**WHAT YOU HAVE TO DO:**
Gather every line of the items below that contains the word "hair", where uppercase and lowercase must match, and copy each one out in full.

## start

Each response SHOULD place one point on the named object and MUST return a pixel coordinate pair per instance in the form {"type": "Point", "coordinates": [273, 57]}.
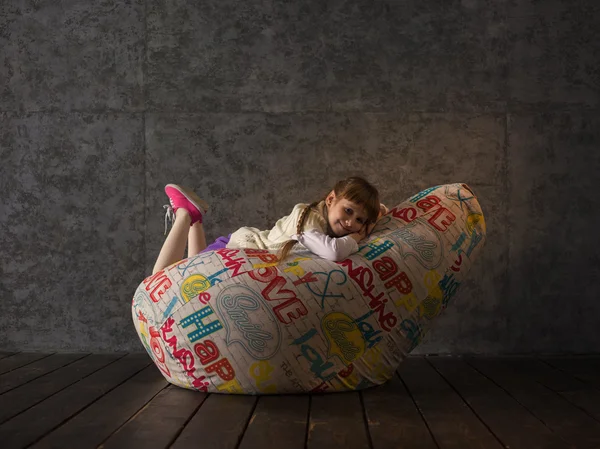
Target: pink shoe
{"type": "Point", "coordinates": [188, 200]}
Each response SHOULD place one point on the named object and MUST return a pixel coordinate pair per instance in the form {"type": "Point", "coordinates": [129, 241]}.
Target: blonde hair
{"type": "Point", "coordinates": [355, 189]}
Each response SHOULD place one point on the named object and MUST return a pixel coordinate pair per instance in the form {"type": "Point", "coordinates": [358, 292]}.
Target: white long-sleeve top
{"type": "Point", "coordinates": [313, 237]}
{"type": "Point", "coordinates": [330, 248]}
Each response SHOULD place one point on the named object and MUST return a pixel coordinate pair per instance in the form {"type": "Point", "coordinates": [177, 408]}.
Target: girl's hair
{"type": "Point", "coordinates": [355, 189]}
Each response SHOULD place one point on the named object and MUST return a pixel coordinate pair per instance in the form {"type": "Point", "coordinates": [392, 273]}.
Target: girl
{"type": "Point", "coordinates": [331, 228]}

## end

**RESPONSE TO THIS TASK:**
Target: blonde hair
Target: girl's hair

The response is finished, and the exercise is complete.